-- Assignment --
Beginning at the line that contains "Locate the grass" and ending at the last line of the entries, write out each line exactly; include nothing outside that span.

Input section start

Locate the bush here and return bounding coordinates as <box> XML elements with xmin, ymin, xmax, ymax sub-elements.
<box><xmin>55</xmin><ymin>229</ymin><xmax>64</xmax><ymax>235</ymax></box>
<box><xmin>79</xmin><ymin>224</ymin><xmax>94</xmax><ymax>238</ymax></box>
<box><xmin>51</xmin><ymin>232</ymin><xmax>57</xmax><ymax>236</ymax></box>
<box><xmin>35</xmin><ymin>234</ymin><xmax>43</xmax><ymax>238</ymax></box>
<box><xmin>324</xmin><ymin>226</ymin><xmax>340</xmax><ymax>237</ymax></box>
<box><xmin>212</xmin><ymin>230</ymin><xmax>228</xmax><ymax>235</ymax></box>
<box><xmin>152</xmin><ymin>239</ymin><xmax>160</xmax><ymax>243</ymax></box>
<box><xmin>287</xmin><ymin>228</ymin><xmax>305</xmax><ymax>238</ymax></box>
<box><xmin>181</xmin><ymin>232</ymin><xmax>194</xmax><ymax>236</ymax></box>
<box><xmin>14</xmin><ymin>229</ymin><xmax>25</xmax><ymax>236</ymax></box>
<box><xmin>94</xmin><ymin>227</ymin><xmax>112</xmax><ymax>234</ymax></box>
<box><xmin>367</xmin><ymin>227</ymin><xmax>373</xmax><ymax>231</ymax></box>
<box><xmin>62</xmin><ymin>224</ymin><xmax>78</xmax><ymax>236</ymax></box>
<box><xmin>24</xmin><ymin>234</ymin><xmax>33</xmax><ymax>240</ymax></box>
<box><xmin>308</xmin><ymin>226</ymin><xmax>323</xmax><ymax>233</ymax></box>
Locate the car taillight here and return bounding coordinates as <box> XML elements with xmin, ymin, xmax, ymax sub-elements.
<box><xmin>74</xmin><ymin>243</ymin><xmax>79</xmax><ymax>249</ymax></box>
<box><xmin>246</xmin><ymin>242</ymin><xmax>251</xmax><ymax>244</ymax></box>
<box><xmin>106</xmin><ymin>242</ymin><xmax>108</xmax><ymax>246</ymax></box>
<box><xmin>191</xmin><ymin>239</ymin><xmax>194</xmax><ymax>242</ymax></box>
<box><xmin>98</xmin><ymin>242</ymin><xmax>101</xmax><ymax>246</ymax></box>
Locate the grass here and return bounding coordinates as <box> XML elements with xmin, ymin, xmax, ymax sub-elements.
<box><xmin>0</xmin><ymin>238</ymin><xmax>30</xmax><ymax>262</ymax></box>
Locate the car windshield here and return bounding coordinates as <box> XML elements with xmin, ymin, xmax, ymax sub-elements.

Input section end

-- Task solution --
Locate the grass here and return bounding coordinates as <box> XML elements with xmin, ymin, xmax, ymax sub-elements.
<box><xmin>0</xmin><ymin>238</ymin><xmax>30</xmax><ymax>262</ymax></box>
Locate the car windshield here and return bounding coordinates as <box> XML elements with xmin, ymin, xmax, ymax sub-elements.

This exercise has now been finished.